Seqanswers Leaderboard Ad

Collapse

Announcement

Collapse
No announcement yet.
X
 
  • Filter
  • Time
  • Show
Clear All
new posts

  • Separate multi-allelic VCF lines to multiple rows

    The latest VCF formats (4.1+) allow for a single loci to cover multiple rows in the file when there are multiple alleles. The old standard of specifying multiple alleles in the same line is also valid. Unfortunately some analysis requires one standard and some the other. Are there any tools/scripts available which can take a VCF file with multiple alleles on one line and split them out to separate lines including the genotypes in the sample columns?
    Thanks!

  • #2
    Did you find a tool for this? I'm looking too.

    Comment


    • #3
      No I didn't, I ended having to write my own custom ruby script to do it.

      Comment


      • #4
        I wrote something in C++ (https://github.com/ekg/vcflib/blob/m...eakmulti.cpp):

        % vcfbreakmulti --help
        usage: vcfbreakmulti [options] [file]

        If multiple alleles are specified in a single record, break the record into
        multiple lines, preserving allele-specific INFO fields.

        Comment


        • #5
          @ekg

          I tried to compile vcflibs but I got some errors. Below the output of the make command, sorry it is in Italian but I can repeat with english language if needed.

RECORDS SUPPLIED:
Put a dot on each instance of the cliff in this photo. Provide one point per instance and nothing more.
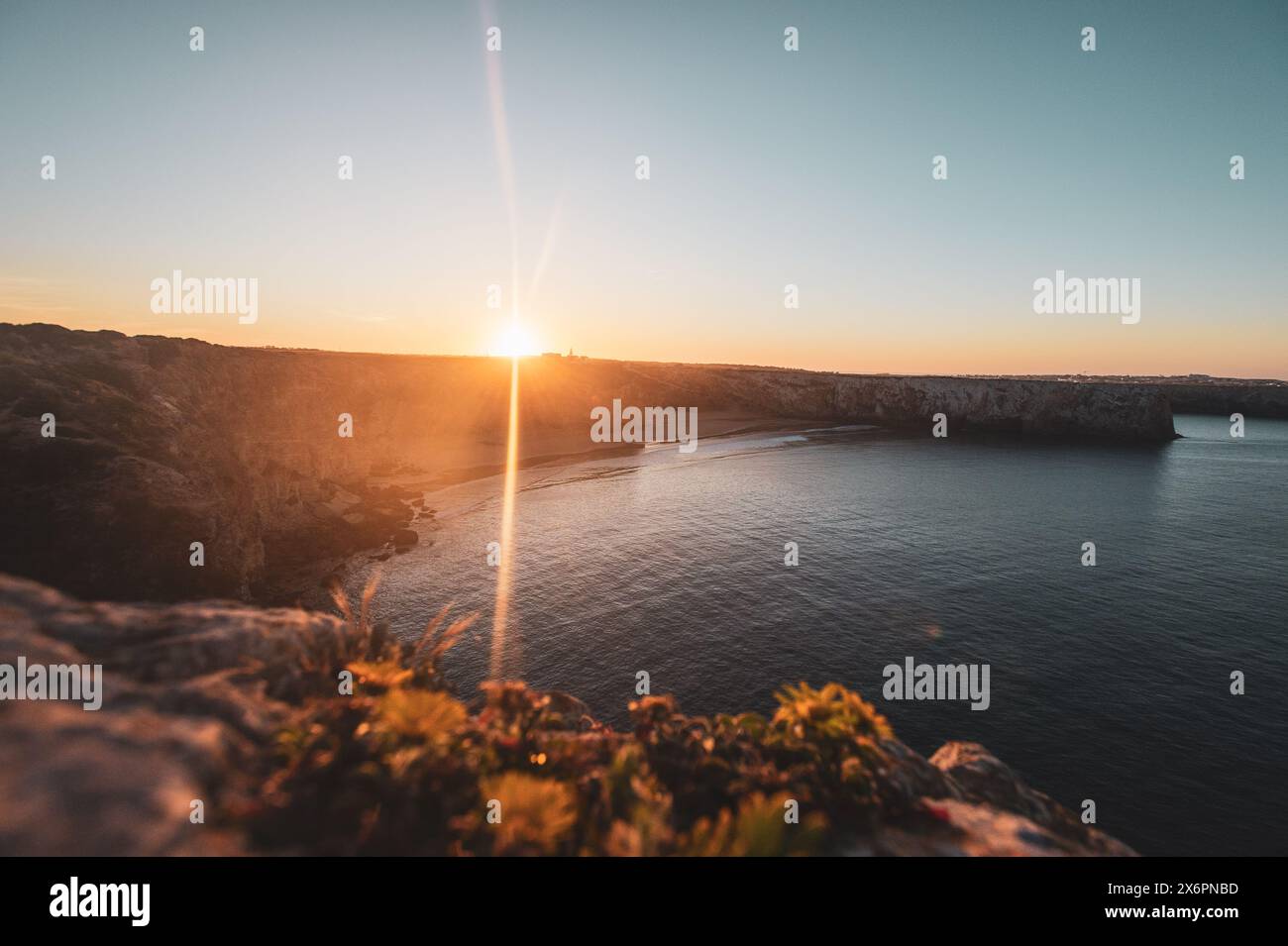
...
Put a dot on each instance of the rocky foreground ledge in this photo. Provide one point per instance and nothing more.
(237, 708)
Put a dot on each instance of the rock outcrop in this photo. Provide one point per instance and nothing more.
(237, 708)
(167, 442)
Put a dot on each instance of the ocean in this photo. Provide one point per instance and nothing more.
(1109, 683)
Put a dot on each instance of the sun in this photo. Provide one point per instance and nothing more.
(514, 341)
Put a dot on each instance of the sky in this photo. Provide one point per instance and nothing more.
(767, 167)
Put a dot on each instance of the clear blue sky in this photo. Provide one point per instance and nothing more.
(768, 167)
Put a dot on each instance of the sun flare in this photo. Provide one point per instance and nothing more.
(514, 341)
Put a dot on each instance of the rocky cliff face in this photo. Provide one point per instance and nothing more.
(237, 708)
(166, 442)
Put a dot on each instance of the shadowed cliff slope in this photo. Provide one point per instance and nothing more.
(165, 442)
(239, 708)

ASSIGNED TASK A:
Using the VCF forum thread, answer each of the following on its own line:
(i) Which VCF format versions allow a single locus to span multiple rows?
(ii) In what language did the poster of #3 write a custom script?
(iii) In what language is the make output that the poster of #5 mentions?
ASSIGNED TASK B: List every numbered post label that appears in the VCF forum thread.
ASSIGNED TASK C: Carry the forum thread on splitting multi-allelic VCF lines forward from its last sentence.

EXPECTED OUTPUT A:
(i) 4.1+
(ii) Ruby
(iii) Italian

EXPECTED OUTPUT B: #2, #3, #4, #5

EXPECTED OUTPUT C:
          bw
          Andrea

          ---------------------------

          elmaffo@arc-HP8200i7 ~/Scaricati/vcflib $ make
          cd tabixpp && make
          make[1]: ingresso nella directory "/home/elmaffo/Scaricati/vcflib/tabixpp"
          make[2]: ingresso nella directory "/home/elmaffo/Scaricati/vcflib/tabixpp"
          gcc -c -g -Wall -O2 -fPIC -D_FILE_OFFSET_BITS=64 -D_USE_KNETFILE bgzf.c -o bgzf.o
          bgzf.c: In function ‘bgzf_close’:
          bgzf.c:630:8: warning: variable ‘count’ set but not used [-Wunused-but-set-variable]
          gcc -c -g -Wall -O2 -fPIC -D_FILE_OFFSET_BITS=64 -D_USE_KNETFILE kstring.c -o kstring.o
          gcc -c -g -Wall -O2 -fPIC -D_FILE_OFFSET_BITS=64 -D_USE_KNETFILE knetfile.c -o knetfile.o
          knetfile.c: In function ‘khttp_connect_file’:
          knetfile.c:418:2: warning: ignoring return value of ‘write’, declared with attribute warn_unused_result [-Wunused-result]
          knetfile.c: In function ‘kftp_send_cmd’:
          knetfile.c:239:2: warning: ignoring return value of ‘write’, declared with attribute warn_unused_result [-Wunused-result]
          gcc -c -g -Wall -O2 -fPIC -D_FILE_OFFSET_BITS=64 -D_USE_KNETFILE index.c -o index.o
          gcc -c -g -Wall -O2 -fPIC -D_FILE_OFFSET_BITS=64 -D_USE_KNETFILE bedidx.c -o bedidx.o
          ar -cru libtabix.a bgzf.o kstring.o knetfile.o index.o bedidx.o
          ranlib libtabix.a
          gcc -c -g -Wall -O2 -fPIC -D_FILE_OFFSET_BITS=64 -D_USE_KNETFILE main.c -o main.o
          gcc -g -Wall -O2 -fPIC -o tabix main.o -lm -lz -L. -ltabix
          ./libtabix.a(bgzf.o): nella funzione "deflate_block":
          /home/elmaffo/Scaricati/vcflib/tabixpp/bgzf.c:311: riferimento non definito a "deflate"
          /home/elmaffo/Scaricati/vcflib/tabixpp/bgzf.c:313: riferimento non definito a "deflateEnd"
          /home/elmaffo/Scaricati/vcflib/tabixpp/bgzf.c:305: riferimento non definito a "deflateInit2_"
          /home/elmaffo/Scaricati/vcflib/tabixpp/bgzf.c:329: riferimento non definito a "deflateEnd"
          /home/elmaffo/Scaricati/vcflib/tabixpp/bgzf.c:345: riferimento non definito a "crc32"
          /home/elmaffo/Scaricati/vcflib/tabixpp/bgzf.c:346: riferimento non definito a "crc32"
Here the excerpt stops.